** EXERCISE DETAILS **
Copy the lines of the records below exactly as they appear, leaving out the pictures.
+++ THE RECORDS
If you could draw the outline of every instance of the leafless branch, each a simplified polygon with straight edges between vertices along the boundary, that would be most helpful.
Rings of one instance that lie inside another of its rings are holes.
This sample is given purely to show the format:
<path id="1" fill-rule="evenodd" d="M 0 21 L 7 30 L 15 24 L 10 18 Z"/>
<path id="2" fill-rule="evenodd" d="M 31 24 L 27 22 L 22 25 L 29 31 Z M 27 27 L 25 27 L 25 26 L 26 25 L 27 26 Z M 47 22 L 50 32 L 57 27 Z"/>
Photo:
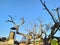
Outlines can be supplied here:
<path id="1" fill-rule="evenodd" d="M 44 8 L 47 10 L 47 12 L 50 14 L 50 16 L 52 17 L 54 23 L 56 22 L 54 17 L 53 17 L 53 14 L 50 12 L 50 10 L 47 8 L 45 2 L 42 2 L 42 0 L 40 0 L 41 4 L 44 6 Z"/>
++++++
** IN RESPONSE **
If you could draw the outline of every instance of the leafless branch, each a simplified polygon with straight edges between vertices along the boundary, that would be most helpful.
Rings of one instance that lie inside another of its rings are holes.
This sample is given purely to show the format:
<path id="1" fill-rule="evenodd" d="M 0 21 L 7 30 L 15 24 L 10 18 Z"/>
<path id="2" fill-rule="evenodd" d="M 31 24 L 27 22 L 22 25 L 29 31 Z M 27 27 L 25 27 L 25 26 L 26 25 L 27 26 Z M 47 22 L 50 32 L 57 27 Z"/>
Photo:
Outlines can be supplied here:
<path id="1" fill-rule="evenodd" d="M 44 8 L 47 10 L 47 12 L 50 14 L 50 16 L 52 17 L 54 23 L 56 22 L 54 17 L 53 17 L 53 14 L 50 12 L 50 10 L 47 8 L 45 2 L 42 2 L 42 0 L 40 0 L 41 4 L 44 6 Z"/>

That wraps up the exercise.